▸ TRECHO DO DOCUMENTO
Trudruá Dorrico, autora indígena. (Foto: Reprodução)
Por Silvestre de Santana
Neste mês, no dia 19 de abril, celebramos o Dia dos Povos Indígenas, data que evidencia a importância de valorizar e preservar a cultura dos povos originários do Brasil, que por muito tempo tiveram seus tradições postas à margem da sociedade brasileira, como se não fizessem parte das raízes da identidade brasileira, tratados no máximo de uma maneira “exótica" pelo senso comum. É evidente que a cultura brasileira absorveu diversos aspectos das culturas indígenas em seus costumes, no entanto, há um longo caminho a ser percorrido por nossa sociedade pela conscientização de nossos indivíduos acerca do tema e sua importância.
Por isso, no #TBT101 desta semana, recordamos a edição do programa Relicário do dia 12 de agosto de 2024, comandado por Janaína Serra. O quadro Livros de Cabeceira trouxe como convidada a Doutora em Literatura pela Pontifícia Universidade Católica do Rio Grande do Sul (PUCRS) Trudruá Dorrico, que pertence ao povo Macuxi. Ela é escritora, palestrante e pesquisadora e tem se destacado na promoção e valorização da literatura indígena contemporânea. Autora do livro Eu sou Macuxi e outras histórias, utiliza sua obra para compartilhar narrativas que refletem as vivências e a cultura de seu povo.
Na conversa, Trudruá relatou sua trajetória antes de ser escritora, seu primeiro contato com a leitura e como percebeu através dos clássicos da literatura brasileira que sua cidadania indígena havia sido quebrada pela forma como as histórias eram contadas, fazendo-a torcer pelo homem branco nas histórias.
Confira um trecho da entrevista:
Trudruá: (...) li os clássicos da literatura brasileira e acho que de alguma forma muito perversa eles me quebraram um pouco enquanto cidadã indígena eu poderia dizer, quando adulta reli O guarani, Iracema, Ubirajara e fiquei chocada como o eu adolescente me emocionava e me identificava com personagens brancos, como fiquei do lado deles, os defendia, eu torcia por meio dessas obras pela destruição dos indígenas, o que foi de alguma forma muito ruim para minha autoestima, não ter uma literatura equiparada que pudesse mostrar o contraponto do que é ser indígena. Eu costumo dizer que na formação estudantil, na formação da educação básica, é necessário que haja também essa formação étnico-racial indígena porque nesse ser brasileiro da literatura do século XIX e XX não cabe o indígena nessa representação, ou ele é morto, ou é subalternizado, é diminuído em sua dignidade, e eu sinto que esse processo de leitura e formação também fez isso comigo, lamento muito mas foi importante perceber quando adulta que não podemos continuar com esse mesmo sistema, então quando falo com professores, destaco a importância de levar literatura indígena, que foi assim que recuperei a minha autoestima na vida adulta, na verdade ainda estou recuperando, ainda estou nesse processo.

▸ INSTRUÇÃO 1
Por favor, separe e copie cada linha dos registros em que aparece a palavra "nose", levando em conta maiúsculas e minúsculas.
O texto e os registros têm origens distintas.

▸ REGISTROS DISPONÍVEIS
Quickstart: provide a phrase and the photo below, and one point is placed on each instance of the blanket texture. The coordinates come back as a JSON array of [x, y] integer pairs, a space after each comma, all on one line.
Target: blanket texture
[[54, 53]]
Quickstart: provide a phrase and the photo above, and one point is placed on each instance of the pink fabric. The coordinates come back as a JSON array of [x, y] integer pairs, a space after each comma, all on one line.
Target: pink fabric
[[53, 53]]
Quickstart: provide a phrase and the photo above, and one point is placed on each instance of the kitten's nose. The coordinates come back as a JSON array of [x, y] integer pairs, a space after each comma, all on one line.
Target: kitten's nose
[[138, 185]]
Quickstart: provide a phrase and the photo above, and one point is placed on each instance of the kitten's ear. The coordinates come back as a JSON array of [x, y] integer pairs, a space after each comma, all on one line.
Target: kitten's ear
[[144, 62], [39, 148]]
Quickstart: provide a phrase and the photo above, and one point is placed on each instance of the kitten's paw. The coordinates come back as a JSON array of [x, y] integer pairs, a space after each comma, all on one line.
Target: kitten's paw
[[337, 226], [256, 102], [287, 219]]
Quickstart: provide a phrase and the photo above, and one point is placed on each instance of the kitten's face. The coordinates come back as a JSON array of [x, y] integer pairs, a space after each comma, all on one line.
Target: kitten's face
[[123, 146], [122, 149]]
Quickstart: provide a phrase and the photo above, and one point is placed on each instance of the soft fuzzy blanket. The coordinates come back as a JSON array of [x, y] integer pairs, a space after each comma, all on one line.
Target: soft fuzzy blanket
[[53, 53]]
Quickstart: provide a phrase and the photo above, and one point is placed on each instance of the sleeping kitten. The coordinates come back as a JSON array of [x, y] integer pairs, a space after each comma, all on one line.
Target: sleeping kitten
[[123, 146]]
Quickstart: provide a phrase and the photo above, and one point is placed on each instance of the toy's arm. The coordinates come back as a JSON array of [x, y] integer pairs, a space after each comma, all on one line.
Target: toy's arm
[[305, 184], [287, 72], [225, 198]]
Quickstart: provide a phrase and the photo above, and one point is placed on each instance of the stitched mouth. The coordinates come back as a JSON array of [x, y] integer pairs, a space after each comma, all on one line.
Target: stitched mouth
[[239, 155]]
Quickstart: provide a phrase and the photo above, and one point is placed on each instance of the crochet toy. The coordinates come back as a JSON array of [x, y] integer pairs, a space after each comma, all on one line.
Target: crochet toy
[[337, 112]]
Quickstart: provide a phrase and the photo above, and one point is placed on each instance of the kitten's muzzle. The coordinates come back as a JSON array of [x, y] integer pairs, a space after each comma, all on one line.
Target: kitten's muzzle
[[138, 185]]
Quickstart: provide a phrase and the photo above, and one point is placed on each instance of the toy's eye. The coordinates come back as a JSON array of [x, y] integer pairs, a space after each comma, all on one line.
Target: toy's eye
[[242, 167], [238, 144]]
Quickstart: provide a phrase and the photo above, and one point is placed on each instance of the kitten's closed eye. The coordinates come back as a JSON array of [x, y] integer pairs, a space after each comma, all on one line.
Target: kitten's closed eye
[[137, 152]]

▸ INSTRUÇÃO 2
Extraia do texto sobre Trudruá Dorrico, sem nenhuma alteração, o trecho de "Por isso, no" até "de seu povo.", inclusive.

▸ RESPOSTA COMPLETA 1
Quickstart: provide a phrase and the photo above, and one point is placed on each instance of the kitten's nose. The coordinates come back as a JSON array of [x, y] integer pairs, a space after each comma, all on one line.
Target: kitten's nose

▸ RESPOSTA COMPLETA 2
Por isso, no #TBT101 desta semana, recordamos a edição do programa Relicário do dia 12 de agosto de 2024, comandado por Janaína Serra. O quadro Livros de Cabeceira trouxe como convidada a Doutora em Literatura pela Pontifícia Universidade Católica do Rio Grande do Sul (PUCRS) Trudruá Dorrico, que pertence ao povo Macuxi. Ela é escritora, palestrante e pesquisadora e tem se destacado na promoção e valorização da literatura indígena contemporânea. Autora do livro Eu sou Macuxi e outras histórias, utiliza sua obra para compartilhar narrativas que refletem as vivências e a cultura de seu povo.